┏━━

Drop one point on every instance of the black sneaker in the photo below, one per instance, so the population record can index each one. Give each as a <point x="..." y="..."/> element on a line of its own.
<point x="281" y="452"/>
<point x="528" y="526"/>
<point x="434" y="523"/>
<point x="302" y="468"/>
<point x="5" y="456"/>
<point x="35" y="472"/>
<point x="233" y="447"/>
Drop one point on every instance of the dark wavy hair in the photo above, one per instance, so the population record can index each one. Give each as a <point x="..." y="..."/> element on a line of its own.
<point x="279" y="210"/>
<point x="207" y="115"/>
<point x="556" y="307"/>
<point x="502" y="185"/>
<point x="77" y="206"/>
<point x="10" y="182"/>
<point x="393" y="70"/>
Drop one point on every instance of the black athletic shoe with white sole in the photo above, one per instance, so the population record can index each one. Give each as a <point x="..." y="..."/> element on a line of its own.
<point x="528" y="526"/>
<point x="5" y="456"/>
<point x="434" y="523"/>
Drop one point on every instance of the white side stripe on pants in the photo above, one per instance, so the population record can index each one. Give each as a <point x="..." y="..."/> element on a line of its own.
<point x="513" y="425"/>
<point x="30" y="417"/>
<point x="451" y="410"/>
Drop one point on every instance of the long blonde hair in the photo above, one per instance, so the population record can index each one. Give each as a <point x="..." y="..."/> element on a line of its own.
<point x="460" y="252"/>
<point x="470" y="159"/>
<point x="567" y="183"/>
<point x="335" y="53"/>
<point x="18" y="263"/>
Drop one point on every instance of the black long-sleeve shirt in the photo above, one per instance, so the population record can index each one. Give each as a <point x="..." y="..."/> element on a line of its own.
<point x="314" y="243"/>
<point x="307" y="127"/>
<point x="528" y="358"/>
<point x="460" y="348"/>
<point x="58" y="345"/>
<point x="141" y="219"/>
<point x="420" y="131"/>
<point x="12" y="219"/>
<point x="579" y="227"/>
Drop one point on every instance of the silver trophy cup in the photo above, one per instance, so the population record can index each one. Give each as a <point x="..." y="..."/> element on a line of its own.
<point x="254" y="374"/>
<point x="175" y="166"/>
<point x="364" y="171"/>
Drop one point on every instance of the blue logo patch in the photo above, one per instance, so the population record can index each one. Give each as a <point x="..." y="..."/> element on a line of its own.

┗━━

▶ Problem to work on: Reproduce every one of the lines above verbatim, keeping their original order.

▶ Exercise response:
Drop one point on every instance of the black sneaker in the photo below, one per instance, so the population record can index each one. Give each as a <point x="..." y="..."/> element on a line of its own.
<point x="281" y="452"/>
<point x="528" y="526"/>
<point x="434" y="523"/>
<point x="302" y="468"/>
<point x="5" y="456"/>
<point x="35" y="472"/>
<point x="233" y="447"/>
Drop one point on every instance of the dark wavy hair in the photo above, one per instance, so the population record can index each one. Give each as a <point x="..." y="..."/> element on a line of its own.
<point x="279" y="210"/>
<point x="207" y="115"/>
<point x="556" y="307"/>
<point x="502" y="185"/>
<point x="77" y="206"/>
<point x="10" y="182"/>
<point x="393" y="70"/>
Drop one point on every instance of the black athletic shoe with white sole in the photo above, one per instance, so the population record can index each one. Give each as a <point x="..." y="..."/> element on a line of its own.
<point x="528" y="526"/>
<point x="5" y="456"/>
<point x="434" y="523"/>
Drop one point on every instance of the white side stripe on pants in the photo above, one per instance, so the population record can index each one. Give each as a <point x="..." y="..."/> element on a line of its own.
<point x="513" y="425"/>
<point x="30" y="417"/>
<point x="451" y="410"/>
Drop one point on every instance of the long blonde hair in the photo above, one per instance, so the population record can index each one. Give each as a <point x="..." y="..."/> element on a line of its own.
<point x="460" y="252"/>
<point x="470" y="159"/>
<point x="567" y="183"/>
<point x="335" y="53"/>
<point x="18" y="263"/>
Drop one point on every instance of the black long-sleeve shirt in the photo above, one per instance, so the population record can index each one. Give each as a <point x="..." y="..."/> element on a line of its own.
<point x="314" y="243"/>
<point x="307" y="127"/>
<point x="528" y="358"/>
<point x="460" y="348"/>
<point x="58" y="345"/>
<point x="141" y="219"/>
<point x="420" y="131"/>
<point x="12" y="219"/>
<point x="579" y="227"/>
Drop one point on every instance of the silver trophy cup in the photo above, one per instance, so the population record can index each one. Give each as a <point x="..." y="..."/> element on a line of its own.
<point x="254" y="374"/>
<point x="175" y="166"/>
<point x="364" y="171"/>
Drop one point on every instance of the blue logo patch in the photo above, one per instance, so the population record can index each one. Give each as a <point x="..." y="..."/> element on a line of its own.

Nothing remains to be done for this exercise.